● **Aim of the task**
Give back every entry exactly; drop the pictures.

● **Exercise data**
——
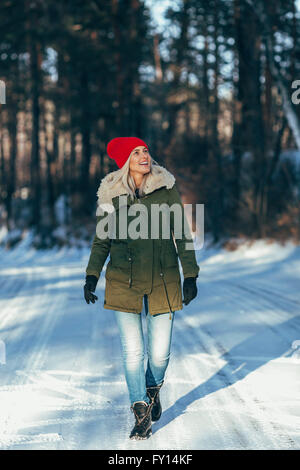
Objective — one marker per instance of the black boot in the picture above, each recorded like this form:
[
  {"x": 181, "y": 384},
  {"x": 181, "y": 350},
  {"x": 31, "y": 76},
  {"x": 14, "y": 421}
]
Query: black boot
[
  {"x": 153, "y": 394},
  {"x": 142, "y": 428}
]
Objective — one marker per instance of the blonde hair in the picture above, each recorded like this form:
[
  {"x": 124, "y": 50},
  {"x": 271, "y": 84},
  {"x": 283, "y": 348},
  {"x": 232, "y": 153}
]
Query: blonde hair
[{"x": 128, "y": 181}]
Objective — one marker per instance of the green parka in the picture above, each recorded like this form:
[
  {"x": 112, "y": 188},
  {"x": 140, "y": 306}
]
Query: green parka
[{"x": 143, "y": 265}]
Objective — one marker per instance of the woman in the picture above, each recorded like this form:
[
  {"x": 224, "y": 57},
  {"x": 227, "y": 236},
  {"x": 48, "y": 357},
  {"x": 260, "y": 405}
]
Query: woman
[{"x": 141, "y": 269}]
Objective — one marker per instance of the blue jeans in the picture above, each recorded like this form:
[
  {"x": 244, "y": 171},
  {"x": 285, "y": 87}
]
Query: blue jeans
[{"x": 159, "y": 332}]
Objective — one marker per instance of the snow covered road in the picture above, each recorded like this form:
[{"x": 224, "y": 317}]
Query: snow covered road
[{"x": 234, "y": 376}]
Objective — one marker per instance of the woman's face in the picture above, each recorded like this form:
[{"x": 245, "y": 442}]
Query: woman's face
[{"x": 140, "y": 160}]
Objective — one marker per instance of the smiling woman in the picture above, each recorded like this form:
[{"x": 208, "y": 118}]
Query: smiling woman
[{"x": 141, "y": 271}]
——
● **Answer space**
Objective — one marker per instance of the black boot in the picture above, each recorded like this form:
[
  {"x": 181, "y": 384},
  {"x": 181, "y": 350},
  {"x": 31, "y": 76},
  {"x": 14, "y": 421}
]
Query: black boot
[
  {"x": 153, "y": 394},
  {"x": 142, "y": 428}
]
Objective — one marker per instance of the blonde hair in the picture above, each recorded like this form:
[
  {"x": 124, "y": 50},
  {"x": 271, "y": 84},
  {"x": 283, "y": 348},
  {"x": 232, "y": 153}
]
Query: blonde hair
[{"x": 128, "y": 181}]
Objective — one marker per instance of the green parka in the picture above, each recorded like this form:
[
  {"x": 112, "y": 188},
  {"x": 140, "y": 306}
]
Query: green parka
[{"x": 143, "y": 265}]
Objective — one marker per instance of the woman in the picture above, each recorded like this form:
[
  {"x": 224, "y": 57},
  {"x": 227, "y": 236},
  {"x": 48, "y": 357},
  {"x": 260, "y": 405}
]
Query: woman
[{"x": 141, "y": 269}]
Objective — one marker per instance of the blue jeans in the picture above, each recorded like this form:
[
  {"x": 244, "y": 171},
  {"x": 285, "y": 87}
]
Query: blue jeans
[{"x": 159, "y": 332}]
Objective — one marker per instance of the snow covered road in the picture above, each recorded like this form:
[{"x": 224, "y": 317}]
Query: snow covered road
[{"x": 234, "y": 376}]
Objective — one marker per instance of the woman's face in the picture above, each recorded like this form:
[{"x": 245, "y": 442}]
Query: woman's face
[{"x": 140, "y": 160}]
Objective — one marker per instance of the smiling woman in the picture above, each recorded like this form:
[{"x": 208, "y": 118}]
Query: smiling woman
[{"x": 141, "y": 271}]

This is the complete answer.